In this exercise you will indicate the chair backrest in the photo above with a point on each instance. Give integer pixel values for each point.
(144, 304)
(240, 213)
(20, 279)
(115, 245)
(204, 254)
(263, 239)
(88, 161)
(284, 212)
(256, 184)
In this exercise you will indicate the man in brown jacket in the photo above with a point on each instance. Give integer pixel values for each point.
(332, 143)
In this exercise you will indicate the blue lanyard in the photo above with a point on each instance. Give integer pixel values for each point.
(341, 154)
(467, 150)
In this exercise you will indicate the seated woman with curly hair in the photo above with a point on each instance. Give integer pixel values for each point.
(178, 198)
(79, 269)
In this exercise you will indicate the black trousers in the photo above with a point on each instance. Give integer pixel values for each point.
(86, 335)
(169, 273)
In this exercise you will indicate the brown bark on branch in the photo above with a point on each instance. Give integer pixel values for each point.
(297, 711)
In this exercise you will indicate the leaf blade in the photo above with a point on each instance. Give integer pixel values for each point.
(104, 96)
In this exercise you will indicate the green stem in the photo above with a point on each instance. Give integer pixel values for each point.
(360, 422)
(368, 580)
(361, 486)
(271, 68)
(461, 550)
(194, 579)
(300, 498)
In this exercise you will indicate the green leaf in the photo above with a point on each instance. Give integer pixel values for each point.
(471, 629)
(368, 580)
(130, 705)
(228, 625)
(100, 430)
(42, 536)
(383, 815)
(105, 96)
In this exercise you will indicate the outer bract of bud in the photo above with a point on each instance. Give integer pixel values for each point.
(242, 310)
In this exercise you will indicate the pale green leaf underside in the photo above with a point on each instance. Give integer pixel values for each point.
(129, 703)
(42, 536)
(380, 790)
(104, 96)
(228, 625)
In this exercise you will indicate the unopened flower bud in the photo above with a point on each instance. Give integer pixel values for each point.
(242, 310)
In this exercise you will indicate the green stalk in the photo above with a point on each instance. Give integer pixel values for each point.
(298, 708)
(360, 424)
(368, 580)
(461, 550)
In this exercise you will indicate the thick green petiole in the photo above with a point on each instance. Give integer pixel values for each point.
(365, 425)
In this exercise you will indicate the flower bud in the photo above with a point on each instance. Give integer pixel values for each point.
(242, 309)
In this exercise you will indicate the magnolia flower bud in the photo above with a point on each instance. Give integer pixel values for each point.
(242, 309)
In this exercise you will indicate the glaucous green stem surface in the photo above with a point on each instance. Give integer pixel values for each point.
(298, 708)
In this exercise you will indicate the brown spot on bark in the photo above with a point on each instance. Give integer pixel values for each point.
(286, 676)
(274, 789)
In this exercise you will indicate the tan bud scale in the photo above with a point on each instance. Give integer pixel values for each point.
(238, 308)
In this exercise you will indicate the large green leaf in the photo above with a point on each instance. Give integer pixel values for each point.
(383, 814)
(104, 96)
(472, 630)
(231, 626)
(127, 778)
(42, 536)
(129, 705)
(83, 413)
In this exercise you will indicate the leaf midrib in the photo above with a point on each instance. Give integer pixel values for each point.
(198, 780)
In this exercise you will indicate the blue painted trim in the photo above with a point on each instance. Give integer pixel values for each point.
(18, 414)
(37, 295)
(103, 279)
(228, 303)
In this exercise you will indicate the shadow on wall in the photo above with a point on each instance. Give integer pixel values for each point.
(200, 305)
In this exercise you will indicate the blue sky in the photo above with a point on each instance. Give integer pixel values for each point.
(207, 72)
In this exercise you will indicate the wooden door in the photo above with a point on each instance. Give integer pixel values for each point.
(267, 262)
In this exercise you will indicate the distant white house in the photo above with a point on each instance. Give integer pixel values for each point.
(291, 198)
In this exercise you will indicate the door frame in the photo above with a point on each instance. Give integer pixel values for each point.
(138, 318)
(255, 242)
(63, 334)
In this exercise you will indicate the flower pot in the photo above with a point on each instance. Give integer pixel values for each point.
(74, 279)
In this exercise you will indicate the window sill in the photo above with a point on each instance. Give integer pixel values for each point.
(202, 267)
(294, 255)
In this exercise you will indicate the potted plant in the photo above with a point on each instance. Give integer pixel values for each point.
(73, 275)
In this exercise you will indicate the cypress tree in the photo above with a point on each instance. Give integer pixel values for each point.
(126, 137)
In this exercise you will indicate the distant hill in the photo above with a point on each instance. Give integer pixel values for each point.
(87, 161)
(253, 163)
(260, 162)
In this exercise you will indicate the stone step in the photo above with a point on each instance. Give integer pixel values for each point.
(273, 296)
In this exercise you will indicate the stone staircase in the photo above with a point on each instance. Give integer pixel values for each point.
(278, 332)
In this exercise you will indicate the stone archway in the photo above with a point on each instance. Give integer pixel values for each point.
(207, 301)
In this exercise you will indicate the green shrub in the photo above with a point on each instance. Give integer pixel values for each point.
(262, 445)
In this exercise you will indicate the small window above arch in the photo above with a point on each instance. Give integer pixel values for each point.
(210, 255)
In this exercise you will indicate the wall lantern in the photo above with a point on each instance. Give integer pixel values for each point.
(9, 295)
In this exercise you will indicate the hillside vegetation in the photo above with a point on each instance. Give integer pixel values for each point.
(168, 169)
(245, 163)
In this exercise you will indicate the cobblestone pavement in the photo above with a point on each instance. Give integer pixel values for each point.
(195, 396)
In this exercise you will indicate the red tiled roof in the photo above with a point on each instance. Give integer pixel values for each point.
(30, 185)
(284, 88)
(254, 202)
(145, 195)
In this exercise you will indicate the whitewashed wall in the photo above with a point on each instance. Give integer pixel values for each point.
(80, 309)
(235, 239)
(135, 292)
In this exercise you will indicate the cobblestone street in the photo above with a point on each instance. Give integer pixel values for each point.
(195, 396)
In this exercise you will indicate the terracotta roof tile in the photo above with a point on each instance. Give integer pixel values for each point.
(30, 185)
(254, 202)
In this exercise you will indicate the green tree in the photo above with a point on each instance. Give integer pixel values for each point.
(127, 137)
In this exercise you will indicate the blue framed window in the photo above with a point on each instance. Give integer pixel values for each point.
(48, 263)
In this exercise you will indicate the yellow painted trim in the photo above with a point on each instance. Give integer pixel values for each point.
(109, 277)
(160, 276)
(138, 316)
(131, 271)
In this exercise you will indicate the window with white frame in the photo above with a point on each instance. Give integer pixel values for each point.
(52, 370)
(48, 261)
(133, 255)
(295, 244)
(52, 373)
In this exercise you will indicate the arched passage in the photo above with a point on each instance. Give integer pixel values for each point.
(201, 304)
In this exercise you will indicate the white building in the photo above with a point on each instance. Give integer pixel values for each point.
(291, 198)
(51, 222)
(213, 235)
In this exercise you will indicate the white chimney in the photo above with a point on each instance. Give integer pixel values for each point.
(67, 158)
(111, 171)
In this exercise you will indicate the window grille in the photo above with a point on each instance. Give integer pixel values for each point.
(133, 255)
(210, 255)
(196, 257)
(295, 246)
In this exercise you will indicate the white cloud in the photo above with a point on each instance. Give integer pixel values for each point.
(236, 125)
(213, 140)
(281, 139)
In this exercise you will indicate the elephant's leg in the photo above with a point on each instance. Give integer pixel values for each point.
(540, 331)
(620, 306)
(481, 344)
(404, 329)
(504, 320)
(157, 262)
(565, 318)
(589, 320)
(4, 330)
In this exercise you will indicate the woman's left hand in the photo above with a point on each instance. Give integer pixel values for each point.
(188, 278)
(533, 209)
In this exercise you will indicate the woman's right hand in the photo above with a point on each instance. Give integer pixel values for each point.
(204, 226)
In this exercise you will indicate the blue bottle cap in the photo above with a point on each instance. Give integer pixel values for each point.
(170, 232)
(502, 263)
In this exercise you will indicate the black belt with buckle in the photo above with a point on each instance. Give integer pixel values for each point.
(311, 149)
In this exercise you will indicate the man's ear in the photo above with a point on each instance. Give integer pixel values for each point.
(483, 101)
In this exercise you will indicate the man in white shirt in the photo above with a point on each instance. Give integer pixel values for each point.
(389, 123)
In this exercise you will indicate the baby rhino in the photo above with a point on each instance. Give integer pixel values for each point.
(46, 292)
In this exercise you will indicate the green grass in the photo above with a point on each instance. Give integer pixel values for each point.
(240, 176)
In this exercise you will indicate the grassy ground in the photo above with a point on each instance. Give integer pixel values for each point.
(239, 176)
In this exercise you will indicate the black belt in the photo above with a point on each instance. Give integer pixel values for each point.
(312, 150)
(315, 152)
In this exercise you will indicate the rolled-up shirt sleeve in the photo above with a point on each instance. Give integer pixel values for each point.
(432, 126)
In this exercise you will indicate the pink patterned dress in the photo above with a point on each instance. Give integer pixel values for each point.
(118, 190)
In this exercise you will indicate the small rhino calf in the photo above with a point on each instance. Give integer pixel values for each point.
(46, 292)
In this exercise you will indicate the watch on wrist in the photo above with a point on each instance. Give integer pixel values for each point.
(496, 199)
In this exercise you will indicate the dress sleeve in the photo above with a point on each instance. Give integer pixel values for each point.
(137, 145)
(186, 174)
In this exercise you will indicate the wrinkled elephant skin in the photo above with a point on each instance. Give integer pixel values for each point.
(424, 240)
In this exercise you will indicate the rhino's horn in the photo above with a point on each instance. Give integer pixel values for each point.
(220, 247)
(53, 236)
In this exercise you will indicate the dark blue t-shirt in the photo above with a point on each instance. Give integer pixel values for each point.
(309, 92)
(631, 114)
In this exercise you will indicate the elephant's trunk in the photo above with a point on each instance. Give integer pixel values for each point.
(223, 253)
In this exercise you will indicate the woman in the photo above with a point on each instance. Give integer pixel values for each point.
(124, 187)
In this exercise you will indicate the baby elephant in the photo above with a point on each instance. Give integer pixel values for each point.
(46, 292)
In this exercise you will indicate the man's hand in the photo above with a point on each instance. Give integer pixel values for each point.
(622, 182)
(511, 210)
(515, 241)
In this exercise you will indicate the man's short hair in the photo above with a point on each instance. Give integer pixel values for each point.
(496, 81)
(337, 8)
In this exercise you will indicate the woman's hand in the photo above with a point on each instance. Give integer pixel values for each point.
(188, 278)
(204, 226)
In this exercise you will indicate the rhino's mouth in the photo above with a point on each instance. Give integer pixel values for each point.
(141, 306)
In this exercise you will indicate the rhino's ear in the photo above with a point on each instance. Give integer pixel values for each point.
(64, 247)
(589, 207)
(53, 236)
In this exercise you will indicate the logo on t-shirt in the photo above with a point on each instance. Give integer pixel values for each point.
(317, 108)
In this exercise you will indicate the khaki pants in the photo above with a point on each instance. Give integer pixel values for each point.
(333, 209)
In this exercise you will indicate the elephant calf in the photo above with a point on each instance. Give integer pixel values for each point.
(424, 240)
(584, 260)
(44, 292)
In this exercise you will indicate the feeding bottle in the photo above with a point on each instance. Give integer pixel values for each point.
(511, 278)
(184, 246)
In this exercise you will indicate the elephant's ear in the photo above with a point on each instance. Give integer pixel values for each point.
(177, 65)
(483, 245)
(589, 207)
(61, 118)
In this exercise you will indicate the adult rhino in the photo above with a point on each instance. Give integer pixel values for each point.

::::::::

**Task objective**
Every line from the one containing "In this exercise you will indicate the woman in" through the end of the entries above must be echoed exactly, with both ends kept.

**Correct result**
In this exercise you will indicate the woman in the photo above with a point on each instance. Give integer pixel values for each point.
(124, 187)
In this exercise you will indicate the baby elephant in the photo above with a point on each instance. Give integer pixel values for each point.
(46, 292)
In this exercise you will indicate the man's hand in the photo above with a point on each instance. Give integer pixel values for each point.
(622, 182)
(511, 210)
(515, 241)
In this exercise you will indicate the man's short hair in the photo above with a point on each instance. Give integer pixel values for each point.
(496, 81)
(337, 8)
In this exercise you will indicate the woman's hand in the photo above with a point on each instance. Give integer pixel values for each point.
(188, 278)
(204, 226)
In this exercise you will indicate the rhino's mouth in the photo above with a point on each instance. Give integer pixel values for each point.
(141, 306)
In this exercise you will indicate the rhino's ear in the photo above with a point on each instance. Give integer pixel values for each point.
(64, 247)
(589, 207)
(53, 236)
In this exercise you will indicate the logo on t-shirt in the photo above with a point on each instance. Give integer pixel values for each point.
(317, 108)
In this exercise you will indicate the khaki pants in the photo above with a point on each instance. Give integer pixel values for each point.
(333, 209)
In this exercise you will indicate the elephant calf in the photo above with a point on each instance. Give integer pixel values for each point.
(424, 240)
(584, 260)
(44, 292)
In this exercise you will indicate the feeding bottle in the photo above with a point on each instance. Give integer pixel values for each point.
(511, 278)
(184, 246)
In this exercise you will indicate the elephant's ear in the photo above with a point on each instance. Give integer pixel values for each point.
(177, 65)
(483, 245)
(589, 207)
(61, 118)
In this exercise you will indicate the adult rhino in the photo above with a point on each instance. Give integer pixel values for each point.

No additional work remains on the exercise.